* TAREFA PROPOSTA 1:
Transcreva fielmente o trecho do texto sobre o caso de Alain de Monéys que vai de "Em O idiota" a "deuses exigem sangue.".

* TEXTO APRESENTADO:
· · · ·

A polícia chegou no dia seguinte. Cerca de cinquenta pessoas foram presas. Os quatro chefes foram condenados à morte. Outros, à prisão perpétua com trabalhos forçados. Outros ainda, apenas à prisão. O prefeito caiu. Parece que também no dia seguinte todos haviam caído em si. Mas a coisa estava feita. Ficou o trauma. Ainda hoje se fala disso na França. Tentou-se até mudar o nome do lugar.
Em O idiota da família, Sartre, analisando entre outras coisas a hostilidade coletiva contra os bodes expiatórios (no caso, em escolas), diz que com essa atitude os hostilizadores procuram anular, na pessoa do outro, toda e qualquer forma de anormalidade que os assuste. Aceitando-se essa explicação, pode-se dizer que o caso do burgo francês seria uma hostilização desse tipo, mas levada ao paroxismo; a anormalidade assustadora, lá, era a derrota ou sua apavorante ideia, que precisava ser aniquilada junto com o corpo imolado de Alain de Monéys. Não importava se ele de fato era espião e — o que não é pouco — não importava se era lícito tratar daquele modo o mais pernicioso dos espiões: a fúria dos bons é sagrada, seus deuses exigem sangue.

· · · ·

* REGISTROS APRESENTADOS:
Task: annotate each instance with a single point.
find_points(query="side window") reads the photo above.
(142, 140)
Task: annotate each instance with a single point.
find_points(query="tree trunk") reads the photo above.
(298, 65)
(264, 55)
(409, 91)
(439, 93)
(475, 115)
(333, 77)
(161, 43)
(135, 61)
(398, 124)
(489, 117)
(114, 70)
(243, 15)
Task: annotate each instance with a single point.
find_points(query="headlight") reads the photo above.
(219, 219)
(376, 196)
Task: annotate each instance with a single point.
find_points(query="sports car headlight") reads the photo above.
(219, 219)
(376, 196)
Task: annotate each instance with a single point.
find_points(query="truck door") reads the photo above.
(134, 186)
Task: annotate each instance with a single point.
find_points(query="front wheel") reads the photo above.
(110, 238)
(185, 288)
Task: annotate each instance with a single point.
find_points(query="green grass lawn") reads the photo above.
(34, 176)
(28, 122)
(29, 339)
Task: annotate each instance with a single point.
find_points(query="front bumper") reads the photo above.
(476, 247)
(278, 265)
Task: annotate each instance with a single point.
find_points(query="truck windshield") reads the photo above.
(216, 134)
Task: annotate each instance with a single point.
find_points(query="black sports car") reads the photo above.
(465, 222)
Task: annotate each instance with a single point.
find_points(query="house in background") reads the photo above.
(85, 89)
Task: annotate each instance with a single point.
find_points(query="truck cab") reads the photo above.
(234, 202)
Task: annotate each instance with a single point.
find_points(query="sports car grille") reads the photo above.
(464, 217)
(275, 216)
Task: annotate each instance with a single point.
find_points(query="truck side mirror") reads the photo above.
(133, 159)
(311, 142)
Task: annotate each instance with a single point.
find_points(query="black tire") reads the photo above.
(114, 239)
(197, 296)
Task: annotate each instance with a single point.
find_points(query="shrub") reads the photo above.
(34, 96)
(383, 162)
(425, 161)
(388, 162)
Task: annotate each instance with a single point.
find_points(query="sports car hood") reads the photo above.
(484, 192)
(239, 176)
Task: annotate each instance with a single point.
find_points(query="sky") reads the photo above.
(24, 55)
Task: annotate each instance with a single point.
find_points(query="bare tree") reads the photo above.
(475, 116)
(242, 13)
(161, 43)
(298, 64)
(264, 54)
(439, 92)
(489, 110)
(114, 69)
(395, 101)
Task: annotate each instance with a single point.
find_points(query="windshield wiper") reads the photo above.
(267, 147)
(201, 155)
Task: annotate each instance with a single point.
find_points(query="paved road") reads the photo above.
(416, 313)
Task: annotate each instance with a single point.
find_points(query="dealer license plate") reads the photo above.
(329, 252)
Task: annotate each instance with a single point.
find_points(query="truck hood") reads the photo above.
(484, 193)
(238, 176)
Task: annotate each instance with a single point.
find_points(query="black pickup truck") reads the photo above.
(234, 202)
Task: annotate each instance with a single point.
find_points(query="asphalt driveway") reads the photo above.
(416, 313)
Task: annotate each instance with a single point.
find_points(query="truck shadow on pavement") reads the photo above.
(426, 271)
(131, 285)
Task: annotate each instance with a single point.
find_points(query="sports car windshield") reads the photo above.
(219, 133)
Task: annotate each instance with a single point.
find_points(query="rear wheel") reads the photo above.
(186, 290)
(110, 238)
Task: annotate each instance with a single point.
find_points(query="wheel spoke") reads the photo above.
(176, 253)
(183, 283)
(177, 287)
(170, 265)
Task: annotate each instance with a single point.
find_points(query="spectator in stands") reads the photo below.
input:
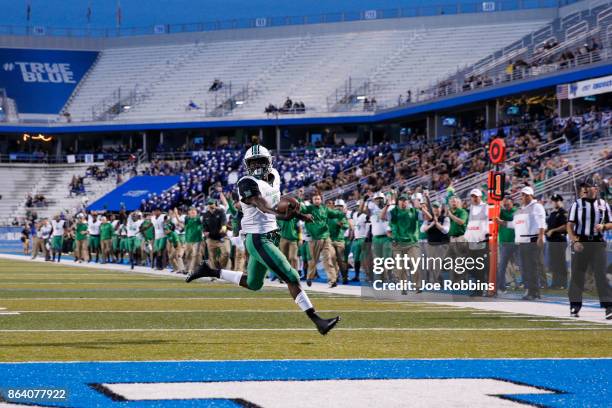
(192, 105)
(214, 223)
(556, 236)
(216, 85)
(25, 239)
(507, 247)
(436, 227)
(476, 234)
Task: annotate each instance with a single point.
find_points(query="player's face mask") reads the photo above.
(259, 167)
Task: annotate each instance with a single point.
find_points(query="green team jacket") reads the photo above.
(337, 227)
(318, 228)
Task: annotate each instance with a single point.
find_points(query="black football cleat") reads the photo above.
(203, 271)
(574, 311)
(325, 325)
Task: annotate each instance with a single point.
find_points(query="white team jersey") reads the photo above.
(528, 221)
(176, 221)
(478, 223)
(93, 225)
(379, 226)
(158, 225)
(45, 231)
(253, 220)
(361, 225)
(58, 228)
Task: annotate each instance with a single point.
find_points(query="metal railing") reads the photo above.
(276, 21)
(43, 158)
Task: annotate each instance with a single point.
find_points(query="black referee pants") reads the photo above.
(557, 263)
(594, 256)
(529, 253)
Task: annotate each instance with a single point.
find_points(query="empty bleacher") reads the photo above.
(50, 180)
(306, 68)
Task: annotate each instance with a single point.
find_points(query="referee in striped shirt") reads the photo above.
(589, 218)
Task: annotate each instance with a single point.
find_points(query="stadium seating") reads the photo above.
(540, 51)
(50, 180)
(308, 68)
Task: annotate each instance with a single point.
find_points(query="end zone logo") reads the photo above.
(39, 72)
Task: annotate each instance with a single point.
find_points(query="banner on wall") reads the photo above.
(590, 87)
(41, 81)
(130, 194)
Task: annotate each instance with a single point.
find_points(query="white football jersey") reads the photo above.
(253, 220)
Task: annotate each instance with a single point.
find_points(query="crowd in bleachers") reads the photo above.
(288, 106)
(367, 168)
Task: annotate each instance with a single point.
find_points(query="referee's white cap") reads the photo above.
(476, 191)
(527, 190)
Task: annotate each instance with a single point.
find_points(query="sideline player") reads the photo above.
(259, 192)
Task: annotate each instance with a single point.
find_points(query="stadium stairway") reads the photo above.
(50, 180)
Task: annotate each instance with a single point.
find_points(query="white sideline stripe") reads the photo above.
(225, 311)
(549, 320)
(398, 329)
(84, 283)
(65, 362)
(179, 298)
(533, 309)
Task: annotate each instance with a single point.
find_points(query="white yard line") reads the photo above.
(391, 329)
(531, 308)
(227, 311)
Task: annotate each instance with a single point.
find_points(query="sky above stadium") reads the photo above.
(138, 13)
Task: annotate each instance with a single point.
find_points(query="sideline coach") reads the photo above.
(589, 218)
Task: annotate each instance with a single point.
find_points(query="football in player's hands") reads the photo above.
(288, 205)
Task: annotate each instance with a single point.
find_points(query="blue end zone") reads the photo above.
(570, 383)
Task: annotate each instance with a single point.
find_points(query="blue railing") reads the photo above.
(232, 24)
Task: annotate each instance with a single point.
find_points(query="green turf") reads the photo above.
(125, 316)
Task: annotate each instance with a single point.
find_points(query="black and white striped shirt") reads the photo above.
(586, 213)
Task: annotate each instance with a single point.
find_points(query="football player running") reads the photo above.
(259, 193)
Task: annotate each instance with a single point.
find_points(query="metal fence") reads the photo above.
(264, 21)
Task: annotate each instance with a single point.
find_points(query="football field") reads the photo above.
(53, 312)
(104, 337)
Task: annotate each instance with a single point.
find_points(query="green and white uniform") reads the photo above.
(261, 232)
(94, 232)
(134, 237)
(57, 240)
(360, 232)
(160, 234)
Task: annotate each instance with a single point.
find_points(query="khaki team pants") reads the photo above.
(413, 250)
(217, 253)
(193, 256)
(289, 249)
(81, 250)
(338, 258)
(175, 256)
(106, 245)
(239, 260)
(39, 245)
(317, 248)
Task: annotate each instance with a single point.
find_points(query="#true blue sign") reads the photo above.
(41, 81)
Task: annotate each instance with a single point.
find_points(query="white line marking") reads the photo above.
(313, 359)
(224, 311)
(285, 299)
(398, 329)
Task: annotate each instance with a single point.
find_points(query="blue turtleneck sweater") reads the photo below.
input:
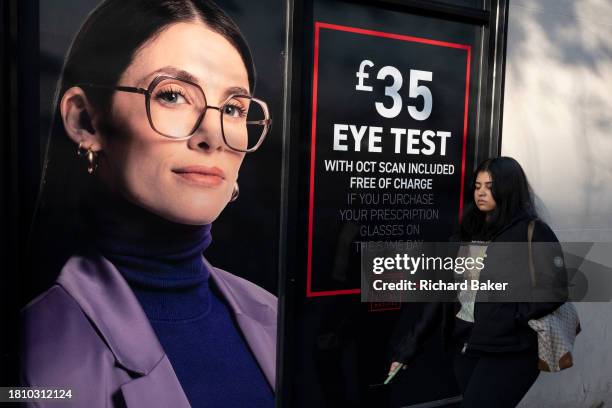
(162, 263)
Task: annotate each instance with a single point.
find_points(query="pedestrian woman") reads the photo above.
(495, 350)
(154, 115)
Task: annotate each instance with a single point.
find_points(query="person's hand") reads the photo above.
(394, 366)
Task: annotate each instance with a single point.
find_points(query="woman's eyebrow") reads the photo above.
(172, 71)
(236, 90)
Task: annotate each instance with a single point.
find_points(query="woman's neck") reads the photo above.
(161, 260)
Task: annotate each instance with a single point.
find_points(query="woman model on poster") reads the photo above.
(495, 350)
(154, 116)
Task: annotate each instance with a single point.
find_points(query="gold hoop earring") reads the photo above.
(235, 193)
(92, 158)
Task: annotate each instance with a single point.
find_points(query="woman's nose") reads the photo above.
(208, 135)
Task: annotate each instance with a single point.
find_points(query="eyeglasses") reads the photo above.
(176, 107)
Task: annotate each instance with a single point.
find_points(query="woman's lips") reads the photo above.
(201, 175)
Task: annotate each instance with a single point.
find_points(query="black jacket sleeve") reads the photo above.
(549, 289)
(412, 340)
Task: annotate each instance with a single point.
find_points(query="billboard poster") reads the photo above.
(152, 253)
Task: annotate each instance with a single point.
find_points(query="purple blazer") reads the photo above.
(89, 333)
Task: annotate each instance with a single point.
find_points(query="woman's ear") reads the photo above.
(78, 117)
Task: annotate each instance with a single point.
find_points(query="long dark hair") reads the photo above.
(511, 192)
(101, 51)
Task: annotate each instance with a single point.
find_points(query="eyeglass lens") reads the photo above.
(175, 108)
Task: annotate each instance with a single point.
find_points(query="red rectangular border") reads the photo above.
(318, 27)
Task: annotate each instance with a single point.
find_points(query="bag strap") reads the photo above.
(530, 229)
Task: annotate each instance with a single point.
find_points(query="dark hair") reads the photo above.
(511, 193)
(101, 51)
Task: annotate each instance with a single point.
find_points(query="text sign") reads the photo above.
(389, 130)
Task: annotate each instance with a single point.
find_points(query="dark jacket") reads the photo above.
(499, 326)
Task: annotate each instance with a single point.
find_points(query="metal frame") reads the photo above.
(19, 83)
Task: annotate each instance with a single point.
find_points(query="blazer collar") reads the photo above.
(255, 316)
(108, 301)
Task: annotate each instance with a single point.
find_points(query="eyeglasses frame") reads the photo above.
(267, 122)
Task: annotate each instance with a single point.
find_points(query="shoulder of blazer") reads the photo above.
(56, 337)
(245, 297)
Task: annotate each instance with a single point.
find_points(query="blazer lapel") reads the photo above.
(254, 315)
(158, 389)
(107, 300)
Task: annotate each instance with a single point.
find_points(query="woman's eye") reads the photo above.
(233, 111)
(171, 97)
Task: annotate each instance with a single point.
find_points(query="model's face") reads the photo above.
(482, 193)
(186, 181)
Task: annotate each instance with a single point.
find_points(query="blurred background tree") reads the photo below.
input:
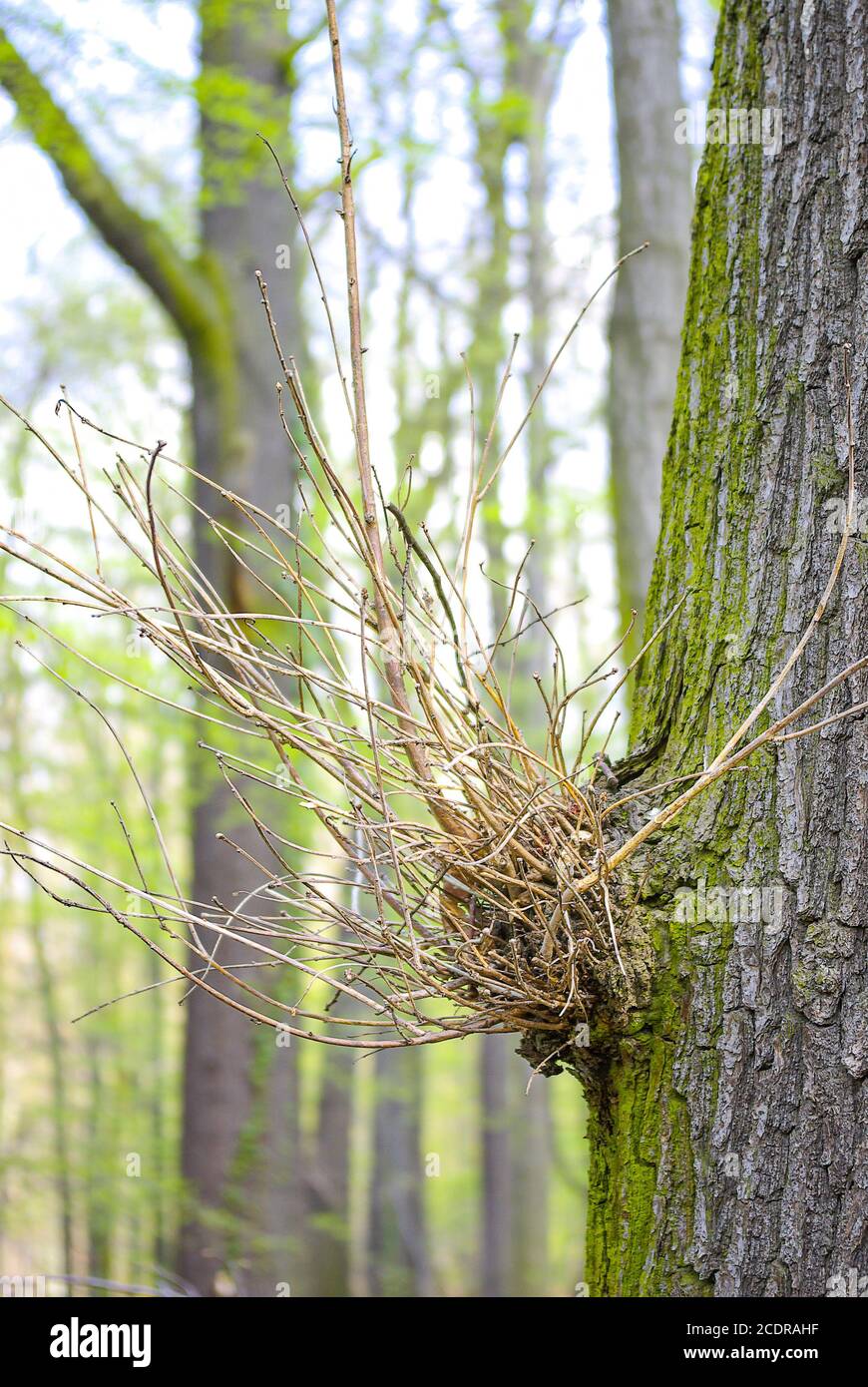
(163, 1145)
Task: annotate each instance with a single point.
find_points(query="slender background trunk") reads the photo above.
(648, 308)
(731, 1125)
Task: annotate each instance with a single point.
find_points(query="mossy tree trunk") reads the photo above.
(729, 1128)
(654, 198)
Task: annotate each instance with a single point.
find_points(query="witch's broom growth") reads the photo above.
(488, 877)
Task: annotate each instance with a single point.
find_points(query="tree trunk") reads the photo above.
(648, 309)
(729, 1119)
(398, 1257)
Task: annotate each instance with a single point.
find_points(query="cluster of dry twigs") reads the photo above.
(484, 874)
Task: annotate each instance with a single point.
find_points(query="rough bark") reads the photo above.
(648, 308)
(729, 1121)
(397, 1257)
(238, 1134)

· · · ·

* TAREFA PROPOSTA 2:
Filtre os registros acima e copie cada linha que contenha a palavra "poster", distinguindo maiúsculas de minúsculas.

* RESPOSTA DO EXERCÍCIO 1:
Em O idiota da família, Sartre, analisando entre outras coisas a hostilidade coletiva contra os bodes expiatórios (no caso, em escolas), diz que com essa atitude os hostilizadores procuram anular, na pessoa do outro, toda e qualquer forma de anormalidade que os assuste. Aceitando-se essa explicação, pode-se dizer que o caso do burgo francês seria uma hostilização desse tipo, mas levada ao paroxismo; a anormalidade assustadora, lá, era a derrota ou sua apavorante ideia, que precisava ser aniquilada junto com o corpo imolado de Alain de Monéys. Não importava se ele de fato era espião e — o que não é pouco — não importava se era lícito tratar daquele modo o mais pernicioso dos espiões: a fúria dos bons é sagrada, seus deuses exigem sangue.

* RESPOSTA DO EXERCÍCIO 2:
find_points(query="woman model on poster") reads the photo above.
find_points(query="billboard poster") reads the photo above.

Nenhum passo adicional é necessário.